◆ Exercise
Please answer three questions from the article on vitamin D3, omega-3 and Alzheimer's disease:
1. In which journal was the pilot study published?
2. Which immune cells did the researchers isolate from the blood samples?
3. What kind of study do the authors encourage to confirm the findings?

◆ Document section
Segment Open
Researchers have recently pinpointed how vitamin D3 and omega-3 fatty acids may enhance the immune system’s ability to clear the brain of amyloid plaques, one of the trademarks of Alzheimer’s disease.
In a small pilot study published this week in the Journal of Alzheimer’s Disease, researchers identified specific genes and signaling networks regulated by vitamin D3 and the omega-3 fatty acid DHA that may help regulate inflammation and increase the clearance of plaque associated with Alzheimer’s.
“Our new study sheds further light on a possible role for nutritional substances such as vitamin D3 and omega-3 in boosting immunity to help fight Alzheimer’s,” said study author Milan Fiala, MD, a researcher at the David Geffen School of Medicine at UCLA.
The researchers collected blood samples from Alzheimer’s patients and healthy controls, and isolated crucial immune cells (macrophages) from the blood. Macrophages are responsible for clearing amyloid-beta and other waste products from the brain and body.
The researchers then incubated the immune cells overnight with amyloid-beta. They added either the active form of vitamin D or an active form of omega-3 to some of the cells to assess whether they had an effect on inflammation and amyloid-beta clearance.
Both the active forms of vitamin D and omega-3 improved the ability of the Alzheimer’s macrophages to clear amyloid-beta. They both also inhibited the cell death usually initiated by amyloid-beta. Dr Fiala explains,
“We may find that we need to carefully balance the supplementation with vitamin D3 and omega-3 fatty acids, depending on each patient in order to help promote efficient clearing of amyloid-beta. This is a first step in understanding what form and in which patients these nutrition substances might work best.”
The authors encourage a large scale study to help confirm the present findings.
Segment Closed
◆ Dataset excerpts
Segment Open
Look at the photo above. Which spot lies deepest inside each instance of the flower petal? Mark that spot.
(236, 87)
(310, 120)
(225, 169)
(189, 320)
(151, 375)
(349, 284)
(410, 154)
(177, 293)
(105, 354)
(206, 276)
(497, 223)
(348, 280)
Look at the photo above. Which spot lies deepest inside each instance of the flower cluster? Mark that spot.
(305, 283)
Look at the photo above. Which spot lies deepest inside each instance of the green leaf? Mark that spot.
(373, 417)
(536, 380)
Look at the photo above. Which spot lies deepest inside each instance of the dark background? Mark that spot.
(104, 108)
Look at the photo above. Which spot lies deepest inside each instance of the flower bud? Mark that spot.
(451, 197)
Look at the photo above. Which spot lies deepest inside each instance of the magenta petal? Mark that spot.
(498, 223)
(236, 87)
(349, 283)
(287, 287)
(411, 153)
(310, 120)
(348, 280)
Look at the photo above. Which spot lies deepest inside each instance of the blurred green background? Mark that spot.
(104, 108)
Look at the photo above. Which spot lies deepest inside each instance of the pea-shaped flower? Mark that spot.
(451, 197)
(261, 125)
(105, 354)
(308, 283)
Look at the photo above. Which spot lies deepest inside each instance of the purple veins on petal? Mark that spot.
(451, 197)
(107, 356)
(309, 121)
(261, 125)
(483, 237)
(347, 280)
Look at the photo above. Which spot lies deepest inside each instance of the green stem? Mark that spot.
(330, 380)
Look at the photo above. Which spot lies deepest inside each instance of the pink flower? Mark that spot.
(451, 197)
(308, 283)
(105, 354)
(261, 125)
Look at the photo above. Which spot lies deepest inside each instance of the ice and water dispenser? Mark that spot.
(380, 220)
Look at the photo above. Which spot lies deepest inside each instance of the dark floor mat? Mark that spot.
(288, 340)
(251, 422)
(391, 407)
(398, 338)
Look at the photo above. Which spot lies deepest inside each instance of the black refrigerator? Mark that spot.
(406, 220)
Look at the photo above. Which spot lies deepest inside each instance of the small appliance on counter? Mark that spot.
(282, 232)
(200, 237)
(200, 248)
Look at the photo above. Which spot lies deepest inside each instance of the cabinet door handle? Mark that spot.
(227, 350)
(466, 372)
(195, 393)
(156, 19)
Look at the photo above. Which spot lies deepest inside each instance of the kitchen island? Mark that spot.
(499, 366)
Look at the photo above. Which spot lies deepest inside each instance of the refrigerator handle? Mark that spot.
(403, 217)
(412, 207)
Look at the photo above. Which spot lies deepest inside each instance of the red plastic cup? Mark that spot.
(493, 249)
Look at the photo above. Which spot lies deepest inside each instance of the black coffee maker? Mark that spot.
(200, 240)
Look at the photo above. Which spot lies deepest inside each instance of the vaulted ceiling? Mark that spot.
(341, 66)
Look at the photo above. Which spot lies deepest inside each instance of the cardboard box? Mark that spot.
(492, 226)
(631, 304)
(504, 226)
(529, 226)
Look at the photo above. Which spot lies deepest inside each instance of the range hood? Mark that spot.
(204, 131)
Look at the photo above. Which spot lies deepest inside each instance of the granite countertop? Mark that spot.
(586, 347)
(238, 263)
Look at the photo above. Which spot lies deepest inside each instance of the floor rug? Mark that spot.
Segment Closed
◆ Response box
1. The Journal of Alzheimer's Disease.
2. Macrophages.
3. A large scale study.